Dataset excerpts on object pointing:

begin

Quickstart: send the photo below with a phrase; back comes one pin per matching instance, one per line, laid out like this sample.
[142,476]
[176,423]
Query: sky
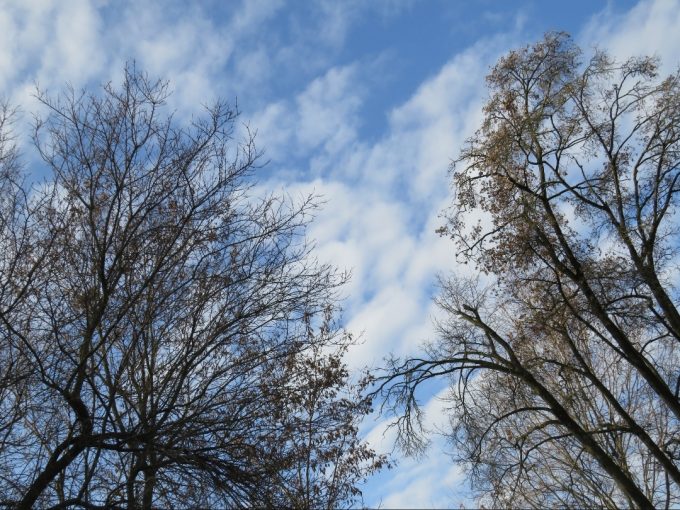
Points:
[364,103]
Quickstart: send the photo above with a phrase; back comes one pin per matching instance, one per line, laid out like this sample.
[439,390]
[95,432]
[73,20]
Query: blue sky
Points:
[362,102]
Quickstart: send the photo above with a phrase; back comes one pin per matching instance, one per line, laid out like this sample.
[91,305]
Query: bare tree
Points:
[157,318]
[564,363]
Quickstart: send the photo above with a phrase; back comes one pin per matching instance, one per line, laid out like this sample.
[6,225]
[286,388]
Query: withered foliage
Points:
[563,353]
[166,338]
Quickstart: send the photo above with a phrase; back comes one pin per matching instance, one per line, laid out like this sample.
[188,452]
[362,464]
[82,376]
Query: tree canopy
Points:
[167,338]
[562,351]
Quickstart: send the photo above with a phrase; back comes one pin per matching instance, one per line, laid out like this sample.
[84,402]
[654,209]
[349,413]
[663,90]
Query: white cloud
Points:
[649,28]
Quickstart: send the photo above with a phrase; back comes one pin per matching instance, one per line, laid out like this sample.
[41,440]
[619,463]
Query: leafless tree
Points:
[563,357]
[158,319]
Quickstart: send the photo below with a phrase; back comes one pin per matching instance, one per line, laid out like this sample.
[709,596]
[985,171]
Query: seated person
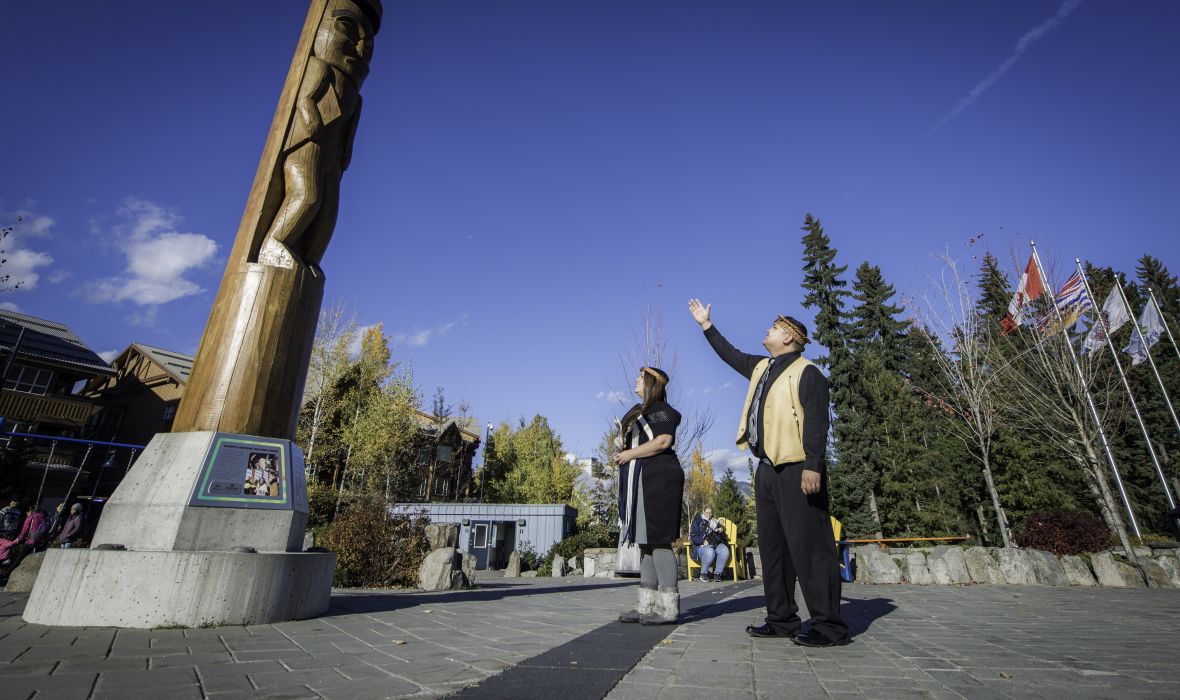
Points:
[709,547]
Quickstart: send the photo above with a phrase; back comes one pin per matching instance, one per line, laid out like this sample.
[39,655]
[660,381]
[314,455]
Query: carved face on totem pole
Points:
[345,40]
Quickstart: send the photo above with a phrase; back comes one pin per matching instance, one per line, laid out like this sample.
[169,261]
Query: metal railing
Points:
[63,452]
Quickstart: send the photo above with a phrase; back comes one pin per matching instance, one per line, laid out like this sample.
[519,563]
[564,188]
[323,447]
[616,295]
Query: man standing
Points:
[784,423]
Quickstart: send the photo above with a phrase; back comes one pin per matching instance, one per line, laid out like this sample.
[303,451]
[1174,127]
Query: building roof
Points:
[48,341]
[178,365]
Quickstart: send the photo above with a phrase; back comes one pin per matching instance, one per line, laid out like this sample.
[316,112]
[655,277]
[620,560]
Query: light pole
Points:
[483,470]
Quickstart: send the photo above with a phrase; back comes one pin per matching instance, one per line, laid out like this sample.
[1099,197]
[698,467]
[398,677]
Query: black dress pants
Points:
[794,540]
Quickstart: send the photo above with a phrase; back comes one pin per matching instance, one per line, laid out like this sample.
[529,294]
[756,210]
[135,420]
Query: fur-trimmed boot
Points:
[666,609]
[643,607]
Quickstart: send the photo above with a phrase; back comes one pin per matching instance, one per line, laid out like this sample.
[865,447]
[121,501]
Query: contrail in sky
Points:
[1029,38]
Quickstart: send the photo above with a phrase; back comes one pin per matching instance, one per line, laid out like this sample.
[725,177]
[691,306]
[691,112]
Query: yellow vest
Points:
[782,416]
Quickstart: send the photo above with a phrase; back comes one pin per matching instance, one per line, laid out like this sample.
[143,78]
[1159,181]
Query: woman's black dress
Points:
[651,489]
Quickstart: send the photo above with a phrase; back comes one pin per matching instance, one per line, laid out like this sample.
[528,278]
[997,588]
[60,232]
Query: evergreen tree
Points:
[729,503]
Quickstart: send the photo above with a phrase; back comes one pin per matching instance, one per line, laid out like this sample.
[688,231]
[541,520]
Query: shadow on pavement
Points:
[860,614]
[346,603]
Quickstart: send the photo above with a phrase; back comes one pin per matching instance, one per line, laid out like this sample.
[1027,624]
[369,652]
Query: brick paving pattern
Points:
[910,642]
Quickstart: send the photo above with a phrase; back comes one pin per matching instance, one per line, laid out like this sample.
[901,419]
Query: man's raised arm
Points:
[733,357]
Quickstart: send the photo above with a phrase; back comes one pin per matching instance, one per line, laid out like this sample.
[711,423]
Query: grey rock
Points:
[948,566]
[434,573]
[466,562]
[1046,567]
[982,568]
[512,569]
[1077,571]
[878,567]
[1156,575]
[1114,574]
[860,562]
[915,570]
[25,574]
[1015,566]
[441,535]
[1172,566]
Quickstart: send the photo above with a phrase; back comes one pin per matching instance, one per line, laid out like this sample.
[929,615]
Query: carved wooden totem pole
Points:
[189,538]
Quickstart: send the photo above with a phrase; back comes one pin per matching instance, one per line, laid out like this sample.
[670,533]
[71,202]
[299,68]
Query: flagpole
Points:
[1089,399]
[1114,354]
[1142,339]
[1159,309]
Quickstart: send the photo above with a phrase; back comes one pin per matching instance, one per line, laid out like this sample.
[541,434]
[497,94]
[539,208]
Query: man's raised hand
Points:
[700,313]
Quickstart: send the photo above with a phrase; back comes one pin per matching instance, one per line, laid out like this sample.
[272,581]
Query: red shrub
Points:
[1063,532]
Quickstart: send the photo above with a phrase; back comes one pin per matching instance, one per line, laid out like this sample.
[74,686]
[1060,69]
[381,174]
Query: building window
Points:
[10,427]
[28,380]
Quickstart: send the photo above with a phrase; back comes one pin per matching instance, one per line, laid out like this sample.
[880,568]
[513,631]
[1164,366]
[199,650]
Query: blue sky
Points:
[529,176]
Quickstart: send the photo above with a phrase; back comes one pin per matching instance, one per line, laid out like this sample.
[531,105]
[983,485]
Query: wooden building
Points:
[141,399]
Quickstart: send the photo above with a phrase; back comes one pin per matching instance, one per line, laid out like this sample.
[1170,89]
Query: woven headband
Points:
[659,377]
[793,328]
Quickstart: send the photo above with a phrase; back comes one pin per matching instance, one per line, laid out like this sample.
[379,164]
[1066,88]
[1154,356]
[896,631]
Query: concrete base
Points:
[148,589]
[150,509]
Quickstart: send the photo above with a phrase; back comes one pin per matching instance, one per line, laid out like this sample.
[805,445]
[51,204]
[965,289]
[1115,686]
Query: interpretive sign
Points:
[247,471]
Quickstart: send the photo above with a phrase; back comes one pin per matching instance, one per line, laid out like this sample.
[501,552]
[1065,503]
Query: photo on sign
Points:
[261,475]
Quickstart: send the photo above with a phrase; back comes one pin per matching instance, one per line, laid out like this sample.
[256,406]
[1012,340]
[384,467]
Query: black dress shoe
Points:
[810,639]
[767,630]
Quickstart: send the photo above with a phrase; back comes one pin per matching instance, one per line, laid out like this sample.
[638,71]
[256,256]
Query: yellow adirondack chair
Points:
[736,564]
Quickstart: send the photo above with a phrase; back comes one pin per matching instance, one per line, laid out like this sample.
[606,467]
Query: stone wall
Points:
[1155,568]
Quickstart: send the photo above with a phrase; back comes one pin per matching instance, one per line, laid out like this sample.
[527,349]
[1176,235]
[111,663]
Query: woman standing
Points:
[651,485]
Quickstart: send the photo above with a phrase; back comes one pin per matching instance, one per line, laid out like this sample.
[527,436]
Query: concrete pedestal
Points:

end

• [Aim of the task] Make a word-for-word copy of the entries, without any pictures.

• [Full response]
Quickstart: send the photo below with a phrase; back comes one pin per matching instance, one per line, laid out like this sample.
[142,476]
[176,423]
Query: sky
Points:
[364,103]
Quickstart: send the photo above with a phrase; back comes one pin per matching instance, one per line, laid out like this sample.
[439,390]
[95,432]
[73,20]
Query: blue sky
Points:
[362,102]
Quickstart: send the photo above with a phrase; back comes one pin per matching instance, one per line, laid out like this sample.
[91,305]
Query: bare tree
Points:
[157,318]
[564,363]
Quickstart: send the photo above with a phrase; back comes one pin per matching instance, one per line, laid out like this sample.
[6,225]
[286,388]
Query: withered foliage
Points:
[563,353]
[166,338]
Quickstart: send the photo above with a phrase; back comes one pin per matching instance, one per line, laid out like this sample.
[188,452]
[362,464]
[82,376]
Query: tree canopy
Points:
[167,338]
[562,351]
Quickstart: send the photo above with a phrase; back comes one pin per matching instance, one per line, laid out like this sample.
[84,402]
[654,209]
[349,413]
[663,90]
Query: white cloud
Points:
[649,28]
Quickstart: send the photo above with a phrase; back comes one pin per matching instance, one per line, laid out like this sample.
[41,440]
[619,463]
Query: leafless tree
Points:
[563,357]
[158,319]
Quickstart: send the photo below with a phrase; back comes one pin per matching instance, one per line, laid out like this sample.
[709,596]
[985,171]
Query: seated person
Points:
[709,547]
Quickstart: send the photo above with a phrase; back comes one pin per matching instance, one per line, laid out like this sample.
[39,655]
[660,381]
[314,455]
Query: carved face on totem pole
Points:
[345,40]
Quickstart: send the photo above with a phrase; back comes one pin per matching instance, one per line, laid out like this sample.
[169,261]
Query: metal railing
Points:
[63,452]
Quickstart: send the photo above with a phrase; back comes one pin per matching instance, one per line, laid out like this sample.
[519,563]
[564,188]
[323,447]
[616,295]
Query: man standing
Points:
[784,423]
Quickstart: send the photo above with a phrase; back comes one pin per matching instance, one per line, laid out like this sample.
[303,451]
[1174,127]
Query: building roof
Points:
[48,341]
[178,365]
Quickstart: send the photo above with a phrase; back comes one pin per matching instance, one per line, laid out like this sample.
[316,112]
[655,277]
[620,560]
Query: light pole
Points:
[483,470]
Quickstart: send the photo above with a phrase; back comes one pin per matching instance, one per line, laid out like this sample.
[1099,197]
[698,467]
[398,677]
Query: black dress pants
Points:
[794,540]
Quickstart: send the photo above with a phrase; back comes one pin per matching instance, one per line, laid out like this sample.
[529,294]
[756,210]
[135,420]
Query: fur-trimmed boot
Points:
[666,609]
[643,607]
Quickstart: send the photo above with a phrase; back comes one pin per matching instance, one per line, laid out like this sample.
[865,447]
[121,501]
Query: contrail in sky
Points:
[1029,38]
Quickstart: send the photo above with a phrase; back comes one pin per matching instance, one per line, laid out like this sample.
[725,177]
[691,306]
[691,112]
Query: yellow vest
Points:
[782,416]
Quickstart: send the photo above with a phrase; back comes one pin per matching instance, one per line, laid out like this sample.
[143,78]
[1159,181]
Query: woman's black dress
Points:
[651,489]
Quickstart: send the photo above with a phrase; back comes one pin per matching instance, one per line, laid out like this sample.
[528,278]
[997,588]
[60,232]
Query: evergreen tree
Points:
[729,503]
Quickstart: send the photo above with a phrase; back comes one pin per matching instance, one per line, laid out like this sample.
[688,231]
[541,520]
Query: shadow on pavement
Points:
[860,614]
[346,603]
Quickstart: send the photo above with a phrase; back comes one pin per matching instance, one per line, laid out like this sample.
[1027,624]
[369,652]
Query: brick paving pattern
Points:
[910,642]
Quickstart: send the photo above with a phrase; back comes one pin per matching instance, one per line, laid out like this sample.
[901,419]
Query: man's raised arm
Points:
[733,357]
Quickstart: send the photo above with a phrase; back comes one pin per matching instance, one per line, laid out like this sample.
[711,423]
Query: grey rock
Points:
[948,566]
[434,573]
[466,562]
[1046,567]
[982,568]
[512,569]
[1077,571]
[878,567]
[1156,575]
[1114,574]
[860,562]
[915,570]
[25,574]
[1015,566]
[441,535]
[1172,566]
Quickstart: send the photo above with a phrase; back comes one pin per matching instance, one per line, laid out like this sample.
[929,615]
Query: carved wooden totem pole
Points:
[189,538]
Quickstart: send the photo above with a phrase; back comes one pin per matching instance, one per line, laid out like this sample.
[670,533]
[71,202]
[299,68]
Query: flagpole
Points:
[1089,399]
[1114,354]
[1142,339]
[1159,309]
Quickstart: send the photo above with a phrase; back comes one pin per matching instance, one per line, laid out like this sample.
[541,434]
[497,94]
[539,208]
Query: man's raised hand
Points:
[700,313]
Quickstart: send the photo above with a phrase; back comes one pin per matching instance, one per line, laid out like this sample.
[272,581]
Query: red shrub
Points:
[1063,532]
Quickstart: send the photo above with a phrase; back comes one pin per matching instance, one per line, laid out like this sample.
[74,686]
[1060,69]
[381,174]
Query: building window
Points:
[10,427]
[28,380]
Quickstart: send the photo above with a phrase; back comes one pin per matching instance, one per line, laid out like this sample.
[880,568]
[513,631]
[1164,366]
[199,650]
Query: blue sky
Points:
[529,176]
Quickstart: send the photo above with a phrase; back comes one pin per matching instance, one per line, laid out like this sample.
[531,105]
[983,485]
Query: wooden building
Points:
[141,399]
Quickstart: send the photo above with a phrase; back comes one pin per matching instance, one per line, laid out like this sample.
[1170,89]
Query: woven headband
Points:
[659,377]
[793,328]
Quickstart: send the photo above with a phrase; back comes one pin per matching instance, one per line, laid out like this sample.
[379,164]
[1066,88]
[1154,356]
[896,631]
Query: concrete base
Points:
[148,589]
[150,509]
Quickstart: send the photo above with a phrase; back comes one pin per matching instance, one per line, laid out like this sample.
[805,445]
[51,204]
[965,289]
[1115,686]
Query: interpretive sign
Points:
[247,471]
Quickstart: send the photo above with a phrase; back comes one pin per matching instance, one per line, laid out like this sample.
[501,552]
[1065,503]
Query: photo on sign
Points:
[261,475]
Quickstart: send the photo above with a phrase; back comes one pin per matching instance, one per line, laid out like this sample.
[256,406]
[1012,340]
[384,467]
Query: black dress shoe
Points:
[810,639]
[767,630]
Quickstart: send the photo above with a phrase; back comes one pin per matching instance, one per line, laid out like this sample.
[638,71]
[256,256]
Query: yellow adirondack chair
Points:
[736,564]
Quickstart: send the photo above with a phrase; back comes one pin per matching instance, one per line, laid out like this sample.
[606,467]
Query: stone wall
Points:
[1155,568]
Quickstart: send the photo above with a phrase; back comes one pin per matching instance, one per line, laid out like this sample.
[527,349]
[1176,235]
[111,663]
Query: woman standing
Points:
[651,485]
Quickstart: send the photo above with a phrase; back comes one pin per matching instance, one per line, laid out like this sample.
[527,436]
Query: concrete pedestal
Points:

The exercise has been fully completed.